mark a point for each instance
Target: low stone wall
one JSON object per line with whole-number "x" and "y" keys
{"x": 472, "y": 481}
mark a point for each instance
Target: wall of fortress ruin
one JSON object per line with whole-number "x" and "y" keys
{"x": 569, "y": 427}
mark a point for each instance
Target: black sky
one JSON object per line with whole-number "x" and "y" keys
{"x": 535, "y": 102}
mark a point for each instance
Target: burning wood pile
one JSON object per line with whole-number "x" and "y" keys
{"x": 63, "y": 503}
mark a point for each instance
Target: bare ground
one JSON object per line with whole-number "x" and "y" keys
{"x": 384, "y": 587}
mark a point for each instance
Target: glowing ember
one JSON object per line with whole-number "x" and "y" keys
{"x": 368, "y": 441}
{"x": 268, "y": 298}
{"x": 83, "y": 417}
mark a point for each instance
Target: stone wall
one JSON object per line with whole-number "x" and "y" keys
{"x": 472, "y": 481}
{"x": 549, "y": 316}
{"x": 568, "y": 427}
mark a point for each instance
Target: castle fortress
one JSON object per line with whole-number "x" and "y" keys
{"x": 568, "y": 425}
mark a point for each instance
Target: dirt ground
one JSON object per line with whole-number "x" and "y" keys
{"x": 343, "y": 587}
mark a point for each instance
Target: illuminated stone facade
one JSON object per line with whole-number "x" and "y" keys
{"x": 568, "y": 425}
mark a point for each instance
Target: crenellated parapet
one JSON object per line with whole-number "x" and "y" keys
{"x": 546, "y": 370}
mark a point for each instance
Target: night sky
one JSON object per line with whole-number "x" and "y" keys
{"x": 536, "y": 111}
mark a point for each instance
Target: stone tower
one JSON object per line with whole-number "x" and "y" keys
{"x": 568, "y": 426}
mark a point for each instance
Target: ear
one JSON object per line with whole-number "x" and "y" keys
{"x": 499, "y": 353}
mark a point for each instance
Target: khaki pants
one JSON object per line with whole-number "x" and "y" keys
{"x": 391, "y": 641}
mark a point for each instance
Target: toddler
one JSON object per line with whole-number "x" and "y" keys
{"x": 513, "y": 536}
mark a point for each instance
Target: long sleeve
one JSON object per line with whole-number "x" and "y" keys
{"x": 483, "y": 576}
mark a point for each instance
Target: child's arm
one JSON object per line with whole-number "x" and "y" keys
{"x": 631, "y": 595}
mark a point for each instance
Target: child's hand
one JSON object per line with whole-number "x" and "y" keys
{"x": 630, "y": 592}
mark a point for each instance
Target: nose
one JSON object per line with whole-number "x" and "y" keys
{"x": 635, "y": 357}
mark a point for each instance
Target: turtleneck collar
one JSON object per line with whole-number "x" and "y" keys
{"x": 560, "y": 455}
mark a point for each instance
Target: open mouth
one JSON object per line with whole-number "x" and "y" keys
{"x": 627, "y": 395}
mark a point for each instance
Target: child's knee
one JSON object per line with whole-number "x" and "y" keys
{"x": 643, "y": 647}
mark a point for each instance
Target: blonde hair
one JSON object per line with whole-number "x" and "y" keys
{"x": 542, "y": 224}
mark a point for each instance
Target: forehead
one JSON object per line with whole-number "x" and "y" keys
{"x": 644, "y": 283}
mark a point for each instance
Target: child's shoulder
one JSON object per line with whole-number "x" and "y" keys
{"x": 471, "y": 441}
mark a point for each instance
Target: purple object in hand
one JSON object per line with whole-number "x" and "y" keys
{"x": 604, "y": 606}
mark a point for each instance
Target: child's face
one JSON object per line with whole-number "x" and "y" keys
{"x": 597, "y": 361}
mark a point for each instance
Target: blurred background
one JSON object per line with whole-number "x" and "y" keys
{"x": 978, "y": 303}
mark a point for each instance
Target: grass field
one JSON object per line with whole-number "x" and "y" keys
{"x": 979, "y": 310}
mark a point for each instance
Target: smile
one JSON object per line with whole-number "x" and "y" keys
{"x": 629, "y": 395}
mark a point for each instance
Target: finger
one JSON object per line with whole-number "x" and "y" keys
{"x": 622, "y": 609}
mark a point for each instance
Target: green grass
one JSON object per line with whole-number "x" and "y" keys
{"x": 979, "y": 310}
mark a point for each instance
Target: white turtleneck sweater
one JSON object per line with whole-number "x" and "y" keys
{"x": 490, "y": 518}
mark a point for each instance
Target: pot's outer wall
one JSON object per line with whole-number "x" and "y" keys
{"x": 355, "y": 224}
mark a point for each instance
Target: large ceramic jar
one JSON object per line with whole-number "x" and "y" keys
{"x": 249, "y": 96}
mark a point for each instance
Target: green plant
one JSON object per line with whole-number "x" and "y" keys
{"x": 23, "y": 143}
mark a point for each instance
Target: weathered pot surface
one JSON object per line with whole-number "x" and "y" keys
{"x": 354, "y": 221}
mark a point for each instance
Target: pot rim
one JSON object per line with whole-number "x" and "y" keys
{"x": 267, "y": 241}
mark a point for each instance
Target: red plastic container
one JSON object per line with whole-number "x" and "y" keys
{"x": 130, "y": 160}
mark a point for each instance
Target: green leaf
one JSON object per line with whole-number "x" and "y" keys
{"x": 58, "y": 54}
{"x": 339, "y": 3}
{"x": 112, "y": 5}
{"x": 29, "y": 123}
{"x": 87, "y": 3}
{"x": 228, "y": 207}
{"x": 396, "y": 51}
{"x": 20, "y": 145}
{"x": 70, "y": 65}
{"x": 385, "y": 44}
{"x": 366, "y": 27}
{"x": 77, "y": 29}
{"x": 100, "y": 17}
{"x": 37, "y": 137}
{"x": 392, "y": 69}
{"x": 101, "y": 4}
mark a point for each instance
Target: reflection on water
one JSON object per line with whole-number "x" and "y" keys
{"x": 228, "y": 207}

● ● ● ● ●

Written problem> Write out the full set of records exactly as given.

Written reply>
mark a point for each instance
Target: low stone wall
one JSON object per line with whole-number "x" and "y" keys
{"x": 472, "y": 481}
mark a point for each instance
Target: wall of fortress ruin
one JSON object per line with whole-number "x" and "y" keys
{"x": 569, "y": 427}
mark a point for each instance
Target: black sky
one JSON object per line with whole-number "x" and "y" keys
{"x": 535, "y": 102}
mark a point for each instance
Target: burning wood pile
one JSON object per line with whole-number "x" and "y" keys
{"x": 63, "y": 503}
mark a point for each instance
Target: bare ground
one JSON object per line with whole-number "x" and "y" keys
{"x": 384, "y": 587}
mark a point for each instance
Target: glowing ember
one JSON object per line with whole-number "x" and "y" keys
{"x": 368, "y": 441}
{"x": 268, "y": 298}
{"x": 83, "y": 417}
mark a point for each instance
Target: stone wall
one JSON object per line with whole-number "x" and "y" keys
{"x": 472, "y": 481}
{"x": 549, "y": 316}
{"x": 568, "y": 427}
mark a point for each instance
Target: castle fortress
one JSON object per line with whole-number "x" and "y" keys
{"x": 568, "y": 425}
mark a point for each instance
Target: dirt ground
one JSON object per line with whole-number "x" and "y" keys
{"x": 343, "y": 587}
mark a point for each instance
Target: illuminated stone facade
one JSON object per line with whole-number "x" and "y" keys
{"x": 568, "y": 425}
mark a point for each instance
Target: crenellated parapet
one JSON object per line with whole-number "x" and "y" keys
{"x": 546, "y": 370}
mark a point for each instance
Target: night sky
one JSON object per line with whole-number "x" and "y" keys
{"x": 536, "y": 111}
mark a point for each instance
Target: stone tower
one JSON object per line with whole-number "x" and "y" keys
{"x": 568, "y": 426}
mark a point for each instance
Target: ear
one JSON object per line with whole-number "x" and "y" keys
{"x": 499, "y": 353}
mark a point for each instance
Target: khaki pants
one JSON object per line with whole-number "x" and "y" keys
{"x": 391, "y": 641}
mark a point for each instance
Target: toddler
one JSON object per line with whole-number "x" and "y" keys
{"x": 513, "y": 536}
mark a point for each instance
Target: long sleeve
one JSON object per line with whole-number "x" and "y" keys
{"x": 483, "y": 576}
mark a point for each instance
Target: child's arm
one JSON object per line with whole-number "x" and "y" keys
{"x": 631, "y": 595}
mark a point for each instance
Target: child's hand
one JSON object per line with whole-number "x" and "y" keys
{"x": 630, "y": 592}
mark a point for each instance
Target: nose
one JSON object per line with whole-number "x" and "y" keys
{"x": 635, "y": 357}
mark a point for each instance
Target: turtleneck collar
one JSON object per line with whole-number "x" and "y" keys
{"x": 560, "y": 455}
mark a point for each instance
Target: open mouth
one JSON object per line with whole-number "x" and "y" keys
{"x": 627, "y": 395}
mark a point for each instance
Target: child's knee
one JSON object per line with whole-number "x" and "y" keys
{"x": 643, "y": 647}
mark a point for each instance
Target: blonde hair
one JSON object per line with whole-number "x" and "y" keys
{"x": 542, "y": 224}
mark a point for each instance
Target: forehead
one JSON object per line with whole-number "x" and "y" keys
{"x": 644, "y": 283}
mark a point for each instance
Target: child's shoulder
one JSON object per line with whole-number "x" and "y" keys
{"x": 471, "y": 441}
mark a point for each instance
Target: purple object in hand
one JSON object per line with whole-number "x" and "y" keys
{"x": 604, "y": 606}
mark a point for each instance
Target: child's face
one JSON object per line with whole-number "x" and "y" keys
{"x": 597, "y": 361}
mark a point for each instance
Target: blurred background
one JSON object per line with whole-number "x" and "y" keys
{"x": 978, "y": 303}
mark a point for each instance
Target: grass field
one JSON object per line with whole-number "x" and "y" keys
{"x": 979, "y": 310}
mark a point for each instance
Target: smile
one JSON object per line with whole-number "x" and "y" keys
{"x": 629, "y": 395}
mark a point for each instance
Target: finger
one JSON object per line with whole-number "x" and "y" keys
{"x": 622, "y": 609}
mark a point for each instance
Target: green grass
one JSON object per line with whole-number "x" and "y" keys
{"x": 979, "y": 310}
mark a point for each instance
Target: white turtleneck sweater
one JSON object per line with whole-number "x" and "y" keys
{"x": 490, "y": 518}
mark a point for each instance
Target: pot's outer wall
one JSON object per line with whole-number "x" and "y" keys
{"x": 355, "y": 224}
mark a point for each instance
Target: large ceramic jar
one JSON object per line with whole-number "x" and "y" keys
{"x": 249, "y": 96}
mark a point for each instance
Target: green plant
one JSON object per line with whole-number "x" and "y" keys
{"x": 23, "y": 143}
mark a point for each instance
Target: weathered pot surface
one JSON object per line with whole-number "x" and "y" keys
{"x": 354, "y": 221}
mark a point for each instance
Target: pot rim
one JSON object per line with whole-number "x" and "y" keys
{"x": 267, "y": 241}
mark a point for each instance
Target: red plastic container
one JSON object per line with whole-number "x" and "y" keys
{"x": 130, "y": 160}
mark a point for each instance
Target: green leaf
one JSON object per line with whole-number "x" and "y" keys
{"x": 58, "y": 54}
{"x": 339, "y": 3}
{"x": 112, "y": 5}
{"x": 29, "y": 123}
{"x": 87, "y": 3}
{"x": 228, "y": 207}
{"x": 396, "y": 51}
{"x": 20, "y": 145}
{"x": 70, "y": 65}
{"x": 385, "y": 44}
{"x": 366, "y": 27}
{"x": 77, "y": 29}
{"x": 100, "y": 17}
{"x": 37, "y": 137}
{"x": 392, "y": 69}
{"x": 101, "y": 4}
mark a point for each instance
Target: reflection on water
one JSON object per line with whole-number "x" and "y" keys
{"x": 228, "y": 207}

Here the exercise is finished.